# [Given problem]
Copy out the entries below, swapping every "set a dot" for "place a mark" and keeping everything else the same.

(A run of entries)

--- begin ---

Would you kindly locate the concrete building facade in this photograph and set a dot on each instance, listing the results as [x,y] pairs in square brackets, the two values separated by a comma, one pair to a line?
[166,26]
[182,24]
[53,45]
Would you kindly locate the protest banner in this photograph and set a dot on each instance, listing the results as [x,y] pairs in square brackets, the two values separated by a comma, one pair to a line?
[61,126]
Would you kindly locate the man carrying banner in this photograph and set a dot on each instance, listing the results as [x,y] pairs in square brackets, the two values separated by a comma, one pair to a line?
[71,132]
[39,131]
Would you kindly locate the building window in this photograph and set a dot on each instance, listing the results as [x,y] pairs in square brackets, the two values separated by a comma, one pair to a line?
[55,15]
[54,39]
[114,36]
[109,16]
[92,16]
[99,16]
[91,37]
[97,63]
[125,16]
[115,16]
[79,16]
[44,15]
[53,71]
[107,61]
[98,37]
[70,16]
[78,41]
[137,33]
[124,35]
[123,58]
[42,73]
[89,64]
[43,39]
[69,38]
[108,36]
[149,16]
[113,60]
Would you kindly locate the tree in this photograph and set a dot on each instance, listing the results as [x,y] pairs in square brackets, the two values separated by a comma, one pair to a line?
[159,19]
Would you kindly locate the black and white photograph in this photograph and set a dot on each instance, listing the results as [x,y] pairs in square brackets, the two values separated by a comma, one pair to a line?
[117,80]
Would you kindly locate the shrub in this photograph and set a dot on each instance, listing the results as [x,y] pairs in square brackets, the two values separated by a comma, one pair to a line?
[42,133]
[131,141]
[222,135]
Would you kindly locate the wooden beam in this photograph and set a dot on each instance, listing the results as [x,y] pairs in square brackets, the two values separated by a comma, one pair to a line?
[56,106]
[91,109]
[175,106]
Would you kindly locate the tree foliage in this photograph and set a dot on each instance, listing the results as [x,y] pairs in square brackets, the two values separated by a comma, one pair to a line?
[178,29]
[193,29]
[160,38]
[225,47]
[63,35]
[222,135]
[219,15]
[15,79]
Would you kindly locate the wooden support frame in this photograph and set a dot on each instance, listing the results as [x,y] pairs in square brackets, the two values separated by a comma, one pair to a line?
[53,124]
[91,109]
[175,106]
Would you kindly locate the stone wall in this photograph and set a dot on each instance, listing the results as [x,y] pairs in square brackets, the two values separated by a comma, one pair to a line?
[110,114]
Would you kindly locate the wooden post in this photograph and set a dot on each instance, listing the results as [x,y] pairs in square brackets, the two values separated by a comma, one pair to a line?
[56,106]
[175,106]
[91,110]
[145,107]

--- end ---

# [Completed task]
Would you kindly locate the concrete building facade in this photograph and place a mark on each instance, listing the results as [x,y] pairs in square brackets, the two values separated by a comma, one pair to a line?
[166,26]
[182,24]
[53,45]
Would you kindly locate the protest banner in this photograph and place a mark on each instance, listing the results as [x,y] pairs in square brackets, the two values separated by a comma, one pair to a line?
[61,126]
Would you kindly locate the man carrying banner in this photograph and place a mark on each instance, listing the results as [x,y] pairs in square brackets, the two values separated by a comma, one pair to a line?
[71,132]
[39,131]
Would you kindly locate the building window in this photograph and place a mark on each instance, listing the results as [x,y] pairs in square brackets, the two values separated by a comma, one pair to a line?
[55,15]
[54,39]
[114,36]
[109,16]
[92,16]
[99,16]
[91,37]
[97,63]
[125,16]
[115,16]
[79,16]
[44,15]
[53,71]
[107,61]
[98,37]
[70,16]
[78,41]
[137,33]
[124,35]
[123,58]
[42,73]
[89,64]
[43,39]
[69,38]
[108,36]
[149,16]
[113,60]
Would you kindly locate the tree in this photograph and place a mark on each instance, listing the results as [x,y] pairs in square brackets, the two values separated by a comma, one pair to a line?
[159,19]
Would you kindly locate the black and white photograph in this photograph and place a mark on each instance, listing the results as [x,y] pairs in square brackets, the two values separated by a comma, one pair to a line?
[117,80]
Would you kindly locate the shrub in this photograph and place a mark on each instance, listing the results as [x,y] pairs in square brackets, the two values separated by a comma, one pair to a line?
[42,133]
[131,141]
[222,135]
Would you kindly locate the wooden beam in this photograph and place a mark on each instance, listing the results as [x,y] pairs in square brackets, the two values separated by a comma, one pair to a line?
[56,106]
[91,109]
[175,106]
Would you kindly locate the tree foliage in this photograph and place a mark on each instance, listing the results as [x,y] pairs in square brackets, the two values separated by a comma, one pair to a line?
[178,29]
[193,29]
[160,38]
[225,47]
[63,35]
[222,135]
[219,15]
[15,79]
Would you kindly locate the wooden support frame in this photograph and place a mark on each instance, listing the results as [x,y] pairs in square brackets, the two values separated by a comma, one pair to a line?
[53,124]
[91,109]
[175,106]
Would you kindly locate the stone wall in this photograph and place a mark on each instance, listing the results as [x,y] pairs in square brackets, the two values separated by a comma, one pair to a line?
[110,114]
Would you kindly locate the wooden post in this photograph and place a mark on each instance, listing the results as [x,y] pairs in square brackets, the two values separated by a comma, one pair to a line?
[56,106]
[175,106]
[91,110]
[145,107]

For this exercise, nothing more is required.